--- Extracted records ---
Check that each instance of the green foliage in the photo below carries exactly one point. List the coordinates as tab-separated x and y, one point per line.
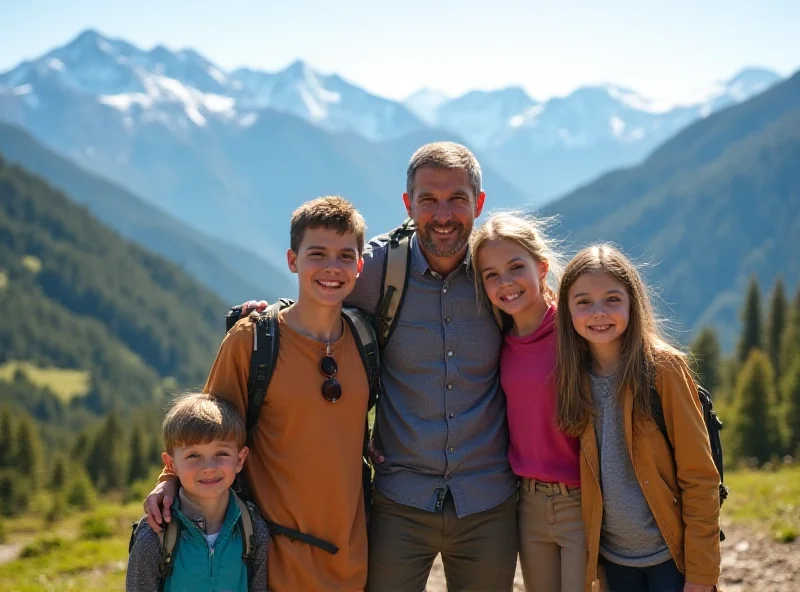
755	430
138	466
58	475
42	546
751	319
105	462
706	353
776	324
96	527
7	444
28	458
79	491
15	492
98	303
790	346
790	403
---
* _The request_: Reproduce all of the rows above verbatim, leaving out the pictures.

* _Task response_:
Check that each instance of the green foliage in the photo below carries exactly one point. List the coordinates as tab-separated x and y, one point per line.
755	430
138	466
58	475
42	546
751	319
105	462
706	353
776	324
96	527
7	444
28	458
79	491
15	492
98	303
790	346
790	403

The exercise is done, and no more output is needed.